§ Job
Reproduce the rows below, starting at the line containing "of concrete floor." and ending at the line containing "[0, 153, 83, 180]", both lines included. Copy the request lines unchanged, and shift every bounding-box coordinate in the answers up by 4.

§ The data
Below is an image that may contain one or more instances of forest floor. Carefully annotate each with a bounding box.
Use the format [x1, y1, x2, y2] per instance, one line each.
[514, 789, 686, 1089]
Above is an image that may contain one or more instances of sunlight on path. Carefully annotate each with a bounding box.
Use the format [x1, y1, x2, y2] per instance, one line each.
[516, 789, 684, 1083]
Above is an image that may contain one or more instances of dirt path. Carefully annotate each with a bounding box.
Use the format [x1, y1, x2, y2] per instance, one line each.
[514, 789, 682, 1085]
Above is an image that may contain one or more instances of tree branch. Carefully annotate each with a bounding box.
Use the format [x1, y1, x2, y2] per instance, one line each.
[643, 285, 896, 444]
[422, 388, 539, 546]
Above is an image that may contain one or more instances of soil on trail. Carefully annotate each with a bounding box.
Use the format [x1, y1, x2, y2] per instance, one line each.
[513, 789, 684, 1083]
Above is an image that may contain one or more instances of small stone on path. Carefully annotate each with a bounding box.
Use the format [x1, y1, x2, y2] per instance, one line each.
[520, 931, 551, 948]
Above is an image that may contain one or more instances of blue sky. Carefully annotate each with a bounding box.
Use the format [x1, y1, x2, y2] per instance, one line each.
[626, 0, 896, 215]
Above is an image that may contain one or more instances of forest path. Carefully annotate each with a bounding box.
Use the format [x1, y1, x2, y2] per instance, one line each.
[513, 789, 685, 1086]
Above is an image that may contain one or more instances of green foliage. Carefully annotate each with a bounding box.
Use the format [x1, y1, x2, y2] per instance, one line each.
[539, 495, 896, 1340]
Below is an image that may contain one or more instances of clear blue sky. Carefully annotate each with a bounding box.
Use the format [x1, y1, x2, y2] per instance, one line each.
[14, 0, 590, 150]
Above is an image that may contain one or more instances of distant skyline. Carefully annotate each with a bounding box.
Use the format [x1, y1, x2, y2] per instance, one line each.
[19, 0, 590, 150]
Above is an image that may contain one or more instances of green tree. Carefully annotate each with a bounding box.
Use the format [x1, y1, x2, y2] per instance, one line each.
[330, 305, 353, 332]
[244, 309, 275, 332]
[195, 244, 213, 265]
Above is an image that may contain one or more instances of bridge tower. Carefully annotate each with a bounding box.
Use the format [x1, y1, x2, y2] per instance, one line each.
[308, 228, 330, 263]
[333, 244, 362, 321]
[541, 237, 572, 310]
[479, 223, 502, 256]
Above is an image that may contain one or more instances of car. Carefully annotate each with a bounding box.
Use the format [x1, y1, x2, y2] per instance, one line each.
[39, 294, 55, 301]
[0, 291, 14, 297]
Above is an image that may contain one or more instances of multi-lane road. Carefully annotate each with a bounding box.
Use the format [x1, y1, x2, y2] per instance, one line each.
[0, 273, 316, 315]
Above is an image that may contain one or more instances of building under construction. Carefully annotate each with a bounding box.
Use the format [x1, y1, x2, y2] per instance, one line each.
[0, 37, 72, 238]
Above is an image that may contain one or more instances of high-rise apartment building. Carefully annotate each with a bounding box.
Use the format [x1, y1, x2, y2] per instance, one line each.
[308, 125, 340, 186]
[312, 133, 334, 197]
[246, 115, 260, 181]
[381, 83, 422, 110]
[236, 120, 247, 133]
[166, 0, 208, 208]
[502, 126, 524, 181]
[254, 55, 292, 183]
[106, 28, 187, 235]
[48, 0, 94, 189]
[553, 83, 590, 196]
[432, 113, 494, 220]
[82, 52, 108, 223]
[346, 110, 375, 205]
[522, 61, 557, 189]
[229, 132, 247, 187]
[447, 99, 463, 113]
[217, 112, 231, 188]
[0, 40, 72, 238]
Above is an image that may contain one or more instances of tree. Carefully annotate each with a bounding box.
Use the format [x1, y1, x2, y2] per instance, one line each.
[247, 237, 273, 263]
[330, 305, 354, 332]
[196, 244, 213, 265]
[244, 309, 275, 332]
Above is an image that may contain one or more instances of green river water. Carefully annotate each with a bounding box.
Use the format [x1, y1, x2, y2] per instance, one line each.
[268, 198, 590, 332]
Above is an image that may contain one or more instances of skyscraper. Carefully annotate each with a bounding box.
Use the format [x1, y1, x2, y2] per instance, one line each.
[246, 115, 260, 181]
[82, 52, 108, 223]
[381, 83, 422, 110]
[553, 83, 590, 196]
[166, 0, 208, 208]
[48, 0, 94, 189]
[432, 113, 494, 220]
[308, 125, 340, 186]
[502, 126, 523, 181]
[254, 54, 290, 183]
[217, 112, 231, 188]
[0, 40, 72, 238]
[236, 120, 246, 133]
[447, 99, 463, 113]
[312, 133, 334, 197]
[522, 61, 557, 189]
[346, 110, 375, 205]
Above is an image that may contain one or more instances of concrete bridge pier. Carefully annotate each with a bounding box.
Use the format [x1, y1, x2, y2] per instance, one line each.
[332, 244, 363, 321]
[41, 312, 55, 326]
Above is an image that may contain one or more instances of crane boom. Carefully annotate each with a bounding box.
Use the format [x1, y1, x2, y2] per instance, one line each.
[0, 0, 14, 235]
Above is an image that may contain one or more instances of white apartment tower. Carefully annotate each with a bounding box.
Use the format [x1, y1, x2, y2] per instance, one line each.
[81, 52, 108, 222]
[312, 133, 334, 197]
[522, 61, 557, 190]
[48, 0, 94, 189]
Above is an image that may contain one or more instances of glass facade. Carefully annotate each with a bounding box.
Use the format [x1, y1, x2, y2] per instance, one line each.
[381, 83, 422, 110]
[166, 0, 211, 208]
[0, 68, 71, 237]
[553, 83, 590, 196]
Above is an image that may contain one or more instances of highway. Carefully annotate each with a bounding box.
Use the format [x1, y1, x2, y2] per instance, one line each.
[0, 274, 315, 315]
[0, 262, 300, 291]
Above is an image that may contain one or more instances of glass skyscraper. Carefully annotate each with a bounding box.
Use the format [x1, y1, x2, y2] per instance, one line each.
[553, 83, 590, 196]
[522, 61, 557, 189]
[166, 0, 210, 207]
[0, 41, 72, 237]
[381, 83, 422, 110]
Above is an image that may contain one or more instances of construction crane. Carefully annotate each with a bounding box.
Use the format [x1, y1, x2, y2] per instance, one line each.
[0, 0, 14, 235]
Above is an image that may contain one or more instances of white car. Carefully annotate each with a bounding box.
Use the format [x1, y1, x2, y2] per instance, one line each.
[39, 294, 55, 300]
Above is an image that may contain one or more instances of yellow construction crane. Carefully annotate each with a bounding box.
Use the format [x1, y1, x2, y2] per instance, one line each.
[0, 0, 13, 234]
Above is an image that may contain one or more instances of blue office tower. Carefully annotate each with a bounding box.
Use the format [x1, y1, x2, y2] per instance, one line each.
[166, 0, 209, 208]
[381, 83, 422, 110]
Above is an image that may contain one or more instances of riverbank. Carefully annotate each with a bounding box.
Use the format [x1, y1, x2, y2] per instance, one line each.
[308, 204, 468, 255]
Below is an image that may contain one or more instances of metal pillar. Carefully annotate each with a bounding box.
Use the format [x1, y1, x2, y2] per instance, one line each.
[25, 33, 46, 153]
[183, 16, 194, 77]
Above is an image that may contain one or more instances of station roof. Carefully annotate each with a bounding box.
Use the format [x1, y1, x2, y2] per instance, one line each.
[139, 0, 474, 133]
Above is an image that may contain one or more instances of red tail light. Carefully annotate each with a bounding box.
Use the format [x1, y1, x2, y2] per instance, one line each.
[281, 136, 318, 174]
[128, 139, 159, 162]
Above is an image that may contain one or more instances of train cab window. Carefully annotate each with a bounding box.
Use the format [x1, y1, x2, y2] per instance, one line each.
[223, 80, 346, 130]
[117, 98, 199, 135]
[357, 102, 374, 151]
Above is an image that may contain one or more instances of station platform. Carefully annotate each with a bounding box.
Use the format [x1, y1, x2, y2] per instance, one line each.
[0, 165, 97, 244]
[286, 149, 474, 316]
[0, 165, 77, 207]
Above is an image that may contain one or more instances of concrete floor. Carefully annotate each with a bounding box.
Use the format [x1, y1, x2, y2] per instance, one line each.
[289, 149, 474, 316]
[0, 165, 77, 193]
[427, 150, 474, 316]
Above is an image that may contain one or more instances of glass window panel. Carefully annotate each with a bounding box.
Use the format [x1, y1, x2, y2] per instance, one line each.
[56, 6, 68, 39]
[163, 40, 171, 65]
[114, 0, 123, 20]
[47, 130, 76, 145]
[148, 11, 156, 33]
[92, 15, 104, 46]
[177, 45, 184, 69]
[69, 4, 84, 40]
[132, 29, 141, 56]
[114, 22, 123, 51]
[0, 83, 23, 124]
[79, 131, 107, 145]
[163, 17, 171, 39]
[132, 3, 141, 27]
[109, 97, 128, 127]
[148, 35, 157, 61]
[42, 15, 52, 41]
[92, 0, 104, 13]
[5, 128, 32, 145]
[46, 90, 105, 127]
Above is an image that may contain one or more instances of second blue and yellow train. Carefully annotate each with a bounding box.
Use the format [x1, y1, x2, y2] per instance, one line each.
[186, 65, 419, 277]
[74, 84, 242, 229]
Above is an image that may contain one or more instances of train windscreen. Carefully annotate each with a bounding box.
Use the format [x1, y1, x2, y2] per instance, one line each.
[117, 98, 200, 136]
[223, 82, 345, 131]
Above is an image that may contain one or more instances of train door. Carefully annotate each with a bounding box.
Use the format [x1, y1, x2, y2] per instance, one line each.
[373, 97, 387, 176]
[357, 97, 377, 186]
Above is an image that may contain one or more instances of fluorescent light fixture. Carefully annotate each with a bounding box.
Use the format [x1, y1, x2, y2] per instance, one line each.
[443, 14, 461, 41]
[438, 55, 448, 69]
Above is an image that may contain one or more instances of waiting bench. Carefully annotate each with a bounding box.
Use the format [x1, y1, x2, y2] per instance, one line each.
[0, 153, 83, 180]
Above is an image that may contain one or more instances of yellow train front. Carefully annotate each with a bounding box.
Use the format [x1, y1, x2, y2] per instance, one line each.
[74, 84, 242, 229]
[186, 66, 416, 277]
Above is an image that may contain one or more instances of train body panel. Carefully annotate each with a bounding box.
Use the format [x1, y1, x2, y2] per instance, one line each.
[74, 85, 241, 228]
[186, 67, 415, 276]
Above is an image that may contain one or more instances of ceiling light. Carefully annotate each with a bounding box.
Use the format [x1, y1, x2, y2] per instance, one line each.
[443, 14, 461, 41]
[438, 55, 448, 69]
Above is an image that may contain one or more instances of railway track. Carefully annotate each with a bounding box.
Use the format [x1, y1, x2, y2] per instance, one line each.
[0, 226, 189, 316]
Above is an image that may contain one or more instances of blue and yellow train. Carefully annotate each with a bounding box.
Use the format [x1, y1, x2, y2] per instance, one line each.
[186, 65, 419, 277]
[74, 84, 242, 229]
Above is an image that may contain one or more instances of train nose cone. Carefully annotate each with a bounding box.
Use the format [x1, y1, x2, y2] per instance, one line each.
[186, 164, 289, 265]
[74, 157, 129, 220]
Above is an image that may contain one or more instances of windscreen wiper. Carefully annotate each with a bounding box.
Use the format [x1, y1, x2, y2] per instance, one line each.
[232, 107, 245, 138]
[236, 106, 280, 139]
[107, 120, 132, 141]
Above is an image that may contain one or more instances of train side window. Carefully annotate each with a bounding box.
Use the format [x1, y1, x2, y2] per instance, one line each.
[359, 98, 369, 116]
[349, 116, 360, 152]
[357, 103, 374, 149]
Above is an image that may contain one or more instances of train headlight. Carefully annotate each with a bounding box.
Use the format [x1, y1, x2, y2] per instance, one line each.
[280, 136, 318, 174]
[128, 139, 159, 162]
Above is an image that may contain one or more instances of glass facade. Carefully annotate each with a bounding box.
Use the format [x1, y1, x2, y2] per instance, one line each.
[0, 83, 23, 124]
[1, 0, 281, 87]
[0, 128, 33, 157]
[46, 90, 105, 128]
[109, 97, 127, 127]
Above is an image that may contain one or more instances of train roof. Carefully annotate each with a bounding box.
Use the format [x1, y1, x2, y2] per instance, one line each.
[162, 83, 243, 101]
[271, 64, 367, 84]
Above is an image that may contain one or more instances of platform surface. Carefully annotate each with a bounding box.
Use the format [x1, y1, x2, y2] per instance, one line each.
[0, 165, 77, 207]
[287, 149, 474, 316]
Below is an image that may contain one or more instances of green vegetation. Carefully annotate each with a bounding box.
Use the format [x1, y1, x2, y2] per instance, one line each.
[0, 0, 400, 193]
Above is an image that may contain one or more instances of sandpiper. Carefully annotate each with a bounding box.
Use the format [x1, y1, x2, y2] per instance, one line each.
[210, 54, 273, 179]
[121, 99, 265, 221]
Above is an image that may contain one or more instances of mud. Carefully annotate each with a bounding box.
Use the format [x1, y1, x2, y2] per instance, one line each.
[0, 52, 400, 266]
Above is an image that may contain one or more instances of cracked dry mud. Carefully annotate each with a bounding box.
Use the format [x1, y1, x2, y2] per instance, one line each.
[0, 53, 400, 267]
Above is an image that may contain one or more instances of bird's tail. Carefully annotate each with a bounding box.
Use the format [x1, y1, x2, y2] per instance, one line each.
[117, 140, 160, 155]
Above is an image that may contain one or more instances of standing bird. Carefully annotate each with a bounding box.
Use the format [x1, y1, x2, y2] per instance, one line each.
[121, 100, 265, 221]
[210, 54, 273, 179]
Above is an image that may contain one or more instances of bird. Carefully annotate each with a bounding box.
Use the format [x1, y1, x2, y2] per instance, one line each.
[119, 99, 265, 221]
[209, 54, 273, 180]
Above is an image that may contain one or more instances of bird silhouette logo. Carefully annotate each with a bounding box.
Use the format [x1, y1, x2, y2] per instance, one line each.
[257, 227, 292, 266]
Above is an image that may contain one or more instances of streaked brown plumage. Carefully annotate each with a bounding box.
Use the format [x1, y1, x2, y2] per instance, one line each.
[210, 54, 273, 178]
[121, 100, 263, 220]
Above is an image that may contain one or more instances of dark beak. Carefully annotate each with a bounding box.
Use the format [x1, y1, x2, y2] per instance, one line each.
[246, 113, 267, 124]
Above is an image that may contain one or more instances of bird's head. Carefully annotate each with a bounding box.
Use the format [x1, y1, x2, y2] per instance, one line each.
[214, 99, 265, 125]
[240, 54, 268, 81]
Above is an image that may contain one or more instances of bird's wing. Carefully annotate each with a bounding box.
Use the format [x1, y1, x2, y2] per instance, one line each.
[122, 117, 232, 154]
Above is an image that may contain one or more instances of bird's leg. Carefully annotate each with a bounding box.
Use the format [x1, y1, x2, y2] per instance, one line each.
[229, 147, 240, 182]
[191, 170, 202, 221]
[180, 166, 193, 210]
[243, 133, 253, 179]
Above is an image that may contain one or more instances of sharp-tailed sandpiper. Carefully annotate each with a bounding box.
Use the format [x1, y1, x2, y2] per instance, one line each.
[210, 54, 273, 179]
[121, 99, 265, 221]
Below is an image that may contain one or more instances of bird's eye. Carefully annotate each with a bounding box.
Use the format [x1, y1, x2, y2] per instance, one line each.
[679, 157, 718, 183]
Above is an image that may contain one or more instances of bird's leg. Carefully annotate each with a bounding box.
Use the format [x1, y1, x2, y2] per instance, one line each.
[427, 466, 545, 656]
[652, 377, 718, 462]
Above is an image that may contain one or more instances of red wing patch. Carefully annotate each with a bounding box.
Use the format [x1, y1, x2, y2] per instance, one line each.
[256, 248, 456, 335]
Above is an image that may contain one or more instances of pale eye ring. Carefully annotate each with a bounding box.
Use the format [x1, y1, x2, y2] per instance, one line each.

§ Response
Above is an image that may contain one or more instances of concrete floor. Carefully annotate each with a bounding box.
Use the format [x1, y1, x2, y2] per instance, one line each.
[293, 153, 478, 320]
[4, 169, 81, 197]
[431, 154, 478, 320]
Above is an image that may contain one or more instances of glass window panel. Carefully annotate each with a bounding box.
Use the format [x1, y1, x2, y2] per instance, one line each.
[60, 10, 72, 43]
[167, 44, 175, 69]
[118, 4, 127, 24]
[51, 134, 80, 149]
[152, 15, 160, 37]
[96, 19, 108, 50]
[181, 49, 188, 73]
[73, 8, 88, 44]
[136, 33, 145, 60]
[118, 26, 127, 55]
[4, 87, 27, 128]
[83, 135, 111, 149]
[167, 21, 175, 43]
[136, 7, 145, 31]
[113, 101, 132, 131]
[152, 39, 161, 65]
[46, 19, 56, 45]
[96, 4, 108, 17]
[9, 132, 36, 149]
[50, 94, 109, 131]
Above is an image that may contain one or more instances of second blue and yellow train. Carefully annotate each with a bounding box.
Use the format [x1, y1, x2, y2] per instance, one line each.
[190, 69, 423, 281]
[78, 88, 246, 233]
Above is an image that may contain one or more instances of train windscreen. Carefully annotate each with a bounding box.
Use the format [x1, y1, x2, y2] per instance, one line each.
[121, 102, 204, 140]
[227, 86, 349, 135]
Above is an image that may contain one or more instances of train door. Carefully annotate each with a bounding box.
Use the format [x1, y1, x2, y2] per instance, one line each.
[377, 101, 391, 180]
[361, 101, 381, 190]
Above is an image that may contain one or more instances of fluorescent light fixture. Carefully annotate each with a bounding box.
Use the format [x1, y1, x2, y2] per instance, one line each.
[447, 18, 465, 45]
[442, 59, 452, 73]
Above is an image that may contain one or more instances of waiting bench. Carefully annotate each with a bounding box.
Use the format [x1, y1, x2, y2] per instance, one line each.
[4, 157, 87, 184]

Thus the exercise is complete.